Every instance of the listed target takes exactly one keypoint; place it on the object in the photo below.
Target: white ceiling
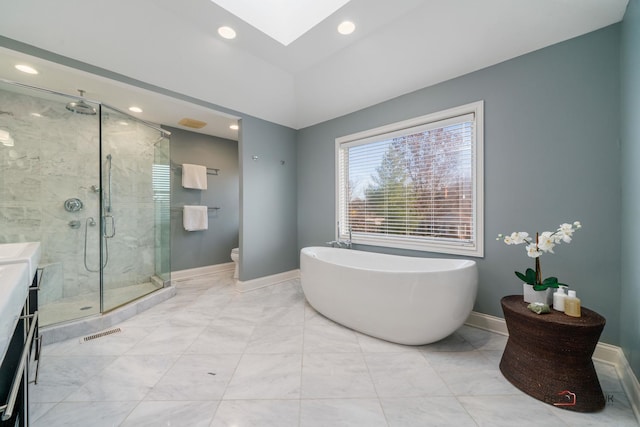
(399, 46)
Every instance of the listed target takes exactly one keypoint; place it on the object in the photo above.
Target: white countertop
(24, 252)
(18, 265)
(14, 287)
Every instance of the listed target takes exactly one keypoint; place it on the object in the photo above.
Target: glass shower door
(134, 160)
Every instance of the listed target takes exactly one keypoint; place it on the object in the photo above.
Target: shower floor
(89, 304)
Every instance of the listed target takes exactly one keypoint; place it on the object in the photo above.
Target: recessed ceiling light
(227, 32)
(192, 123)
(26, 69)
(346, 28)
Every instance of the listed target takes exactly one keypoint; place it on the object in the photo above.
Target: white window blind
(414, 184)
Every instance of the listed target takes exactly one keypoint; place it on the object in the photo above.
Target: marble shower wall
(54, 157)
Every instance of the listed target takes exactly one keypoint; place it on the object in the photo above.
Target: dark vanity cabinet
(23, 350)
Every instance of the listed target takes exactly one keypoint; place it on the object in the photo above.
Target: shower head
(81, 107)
---
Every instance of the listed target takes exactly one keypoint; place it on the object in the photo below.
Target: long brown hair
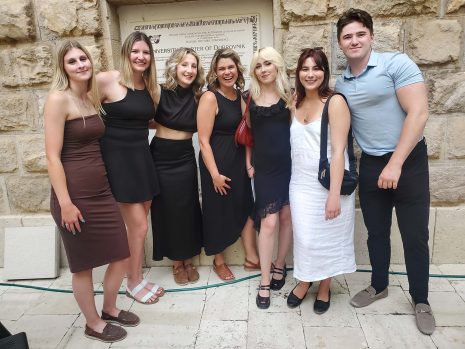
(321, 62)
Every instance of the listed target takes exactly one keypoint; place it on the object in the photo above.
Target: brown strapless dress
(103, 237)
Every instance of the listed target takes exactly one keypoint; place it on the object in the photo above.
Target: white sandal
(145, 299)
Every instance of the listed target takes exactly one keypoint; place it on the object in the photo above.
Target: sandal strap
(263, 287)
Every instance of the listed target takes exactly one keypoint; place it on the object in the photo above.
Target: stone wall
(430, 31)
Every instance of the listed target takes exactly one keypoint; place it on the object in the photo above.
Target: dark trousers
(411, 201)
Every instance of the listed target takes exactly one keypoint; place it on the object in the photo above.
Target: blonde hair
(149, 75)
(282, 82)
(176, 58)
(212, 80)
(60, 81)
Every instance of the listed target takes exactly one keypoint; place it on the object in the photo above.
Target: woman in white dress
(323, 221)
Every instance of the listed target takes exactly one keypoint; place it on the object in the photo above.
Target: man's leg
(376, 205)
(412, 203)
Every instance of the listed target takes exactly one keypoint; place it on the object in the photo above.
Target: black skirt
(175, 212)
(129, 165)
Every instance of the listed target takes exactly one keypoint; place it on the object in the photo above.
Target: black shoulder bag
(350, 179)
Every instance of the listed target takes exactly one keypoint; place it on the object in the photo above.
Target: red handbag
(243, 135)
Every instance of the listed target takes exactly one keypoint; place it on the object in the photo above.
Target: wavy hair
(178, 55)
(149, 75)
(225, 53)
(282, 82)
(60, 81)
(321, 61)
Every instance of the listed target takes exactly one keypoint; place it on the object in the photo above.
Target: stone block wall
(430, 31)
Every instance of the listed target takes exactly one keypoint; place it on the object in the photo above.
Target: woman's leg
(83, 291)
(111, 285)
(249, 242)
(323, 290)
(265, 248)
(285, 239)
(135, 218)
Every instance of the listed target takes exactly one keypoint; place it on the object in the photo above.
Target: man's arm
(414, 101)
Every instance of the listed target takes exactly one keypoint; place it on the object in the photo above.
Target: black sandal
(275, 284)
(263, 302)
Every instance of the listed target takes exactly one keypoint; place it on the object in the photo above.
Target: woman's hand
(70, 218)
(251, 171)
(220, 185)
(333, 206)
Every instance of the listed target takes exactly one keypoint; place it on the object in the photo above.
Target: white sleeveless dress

__DIRECTIONS__:
Please write out, exactly as they appear above, only the lines in the stretch from the line with "Target: black sandal" through the line with "Target: white sleeveless dress".

__EXERCISE ANSWER__:
Target: black sandal
(275, 284)
(263, 302)
Every instance of the listed target takes exactly one keypoint; place it on the object in the photo above.
Target: woman's hand
(70, 218)
(251, 171)
(220, 185)
(333, 206)
Every instance of the listed target takes exactly one keypoint; place it on the object in the photo above.
Target: white sleeveless dress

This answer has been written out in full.